### TEXT SHOWN
* Begin *

What is circularity?
What does it mean for the region?
A circular economy is one in which a corporate, city or region keeps resources in use for as long as possible, extracting the maximum value from them whilst in use, then recover and regenerate products and materials at the end of their life. All materials are kept in a ‘close loop’ right along the value chain all the way to consumption.
It is a more efficient and environmentally sound alternative to the traditional linear economic model in which we make, use and dispose of resources. Circularity works at every level of the economy, micro, meso and macro.
How it would be applied in the Australian context
In 2014 the World Economic Forum (WEF) estimated that the global material cost savings of adopting a more restorative circular economy could be over US$1 trillion per year by 2025.
In a report commissioned by the CSIRO, KPMG estimates that the transition to a circular economy across food and agriculture, transport and the built environment could give Australia a $23 billion GDP boost by 2025.
KPMG estimates that the benefits of a circular economy across these three sectors will likely rise to a present value of $210 billion in GDP with the potential to create an additional 17,000 full-time jobs by 2047-48.
In addition, the transition to a circular economy provides the opportunity to:
- generate a new and sustainable competitor advantage at both country/regional level
- stimulates innovation in production processes
- facilitate increased digitisatio
- fosters supply chain collaboration, and
- spawn new circular revenue models.

* End *

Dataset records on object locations
* Begin *

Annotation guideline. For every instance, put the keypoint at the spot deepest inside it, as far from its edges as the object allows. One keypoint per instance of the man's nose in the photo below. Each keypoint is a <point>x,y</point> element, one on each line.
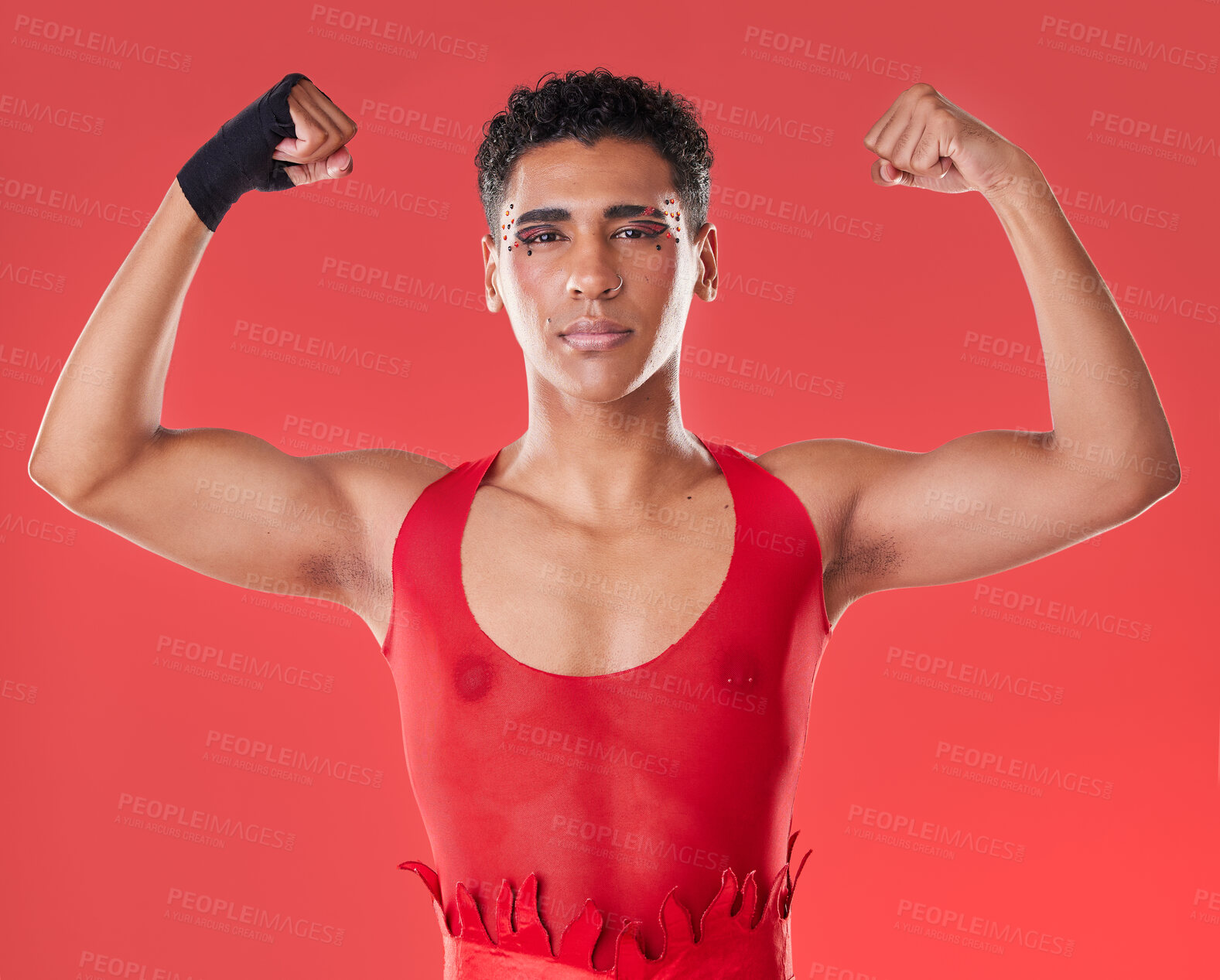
<point>593,275</point>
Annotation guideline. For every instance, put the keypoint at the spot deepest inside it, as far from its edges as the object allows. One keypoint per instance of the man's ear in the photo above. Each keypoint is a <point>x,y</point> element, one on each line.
<point>709,268</point>
<point>490,266</point>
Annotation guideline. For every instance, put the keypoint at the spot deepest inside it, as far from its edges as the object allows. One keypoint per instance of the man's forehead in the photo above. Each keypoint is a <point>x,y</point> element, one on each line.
<point>588,177</point>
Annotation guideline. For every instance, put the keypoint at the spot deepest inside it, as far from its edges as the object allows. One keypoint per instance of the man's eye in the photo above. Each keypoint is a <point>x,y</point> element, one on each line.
<point>642,232</point>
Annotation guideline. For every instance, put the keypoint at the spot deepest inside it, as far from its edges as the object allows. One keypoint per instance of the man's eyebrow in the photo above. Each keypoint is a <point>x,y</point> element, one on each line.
<point>610,213</point>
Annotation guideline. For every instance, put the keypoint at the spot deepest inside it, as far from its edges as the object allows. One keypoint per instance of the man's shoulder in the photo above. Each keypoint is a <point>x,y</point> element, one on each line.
<point>820,473</point>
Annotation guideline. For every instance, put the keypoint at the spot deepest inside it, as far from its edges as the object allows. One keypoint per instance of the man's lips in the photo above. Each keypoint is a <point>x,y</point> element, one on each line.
<point>602,325</point>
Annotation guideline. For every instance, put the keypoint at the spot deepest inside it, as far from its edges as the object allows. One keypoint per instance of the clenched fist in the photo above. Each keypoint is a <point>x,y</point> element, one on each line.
<point>292,135</point>
<point>925,141</point>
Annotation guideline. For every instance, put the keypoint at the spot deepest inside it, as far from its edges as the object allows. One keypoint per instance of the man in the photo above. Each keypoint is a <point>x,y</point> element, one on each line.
<point>596,766</point>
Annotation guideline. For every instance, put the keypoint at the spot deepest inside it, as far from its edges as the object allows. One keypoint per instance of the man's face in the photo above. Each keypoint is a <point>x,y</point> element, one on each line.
<point>555,268</point>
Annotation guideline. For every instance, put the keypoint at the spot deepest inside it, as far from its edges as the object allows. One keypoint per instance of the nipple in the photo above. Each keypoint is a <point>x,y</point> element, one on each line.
<point>740,671</point>
<point>473,678</point>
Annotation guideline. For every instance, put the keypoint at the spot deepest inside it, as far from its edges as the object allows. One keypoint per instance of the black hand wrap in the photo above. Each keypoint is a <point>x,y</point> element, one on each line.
<point>238,158</point>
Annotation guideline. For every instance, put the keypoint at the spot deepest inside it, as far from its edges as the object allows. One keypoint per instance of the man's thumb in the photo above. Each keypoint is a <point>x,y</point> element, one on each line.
<point>340,162</point>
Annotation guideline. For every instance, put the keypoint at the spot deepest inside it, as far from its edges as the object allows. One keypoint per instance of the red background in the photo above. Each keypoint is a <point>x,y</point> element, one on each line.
<point>91,713</point>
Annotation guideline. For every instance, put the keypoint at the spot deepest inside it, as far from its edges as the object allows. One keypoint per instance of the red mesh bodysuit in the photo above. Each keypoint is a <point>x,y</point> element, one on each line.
<point>626,825</point>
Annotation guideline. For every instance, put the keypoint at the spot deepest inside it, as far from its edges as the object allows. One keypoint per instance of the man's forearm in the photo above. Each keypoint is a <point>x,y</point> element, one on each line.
<point>106,403</point>
<point>1101,393</point>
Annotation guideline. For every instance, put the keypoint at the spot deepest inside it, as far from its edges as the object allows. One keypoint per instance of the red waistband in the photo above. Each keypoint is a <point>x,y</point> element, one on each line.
<point>740,936</point>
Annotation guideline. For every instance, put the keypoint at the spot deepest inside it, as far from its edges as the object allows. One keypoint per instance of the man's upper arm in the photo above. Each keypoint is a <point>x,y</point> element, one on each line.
<point>233,507</point>
<point>974,507</point>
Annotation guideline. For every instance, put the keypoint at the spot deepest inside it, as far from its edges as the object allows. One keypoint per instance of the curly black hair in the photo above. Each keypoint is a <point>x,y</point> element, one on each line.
<point>587,107</point>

* End *

### BRIEF
For each statement below, say yes or no according to the circular economy text, and quote the words of the text that settle it.
(a) The World Economic Forum made its estimate of global material cost savings in 2016.
(b) KPMG estimates that a circular economy transition across three sectors could give Australia a $23 billion GDP boost by 2025.
(c) Circularity works only at the macro level of the economy.

### EXERCISE RESULT
(a) No: "In 2014 the World Economic Forum (WEF) estimated that the global material cost savings of adopting a more restorative circular economy could be over US$1 trillion per year by 2025."
(b) Yes: "the transition to a circular economy across food and agriculture, transport and the built environment could give Australia a $23 billion GDP boost by 2025."
(c) No: "Circularity works at every level of the economy, micro, meso and macro."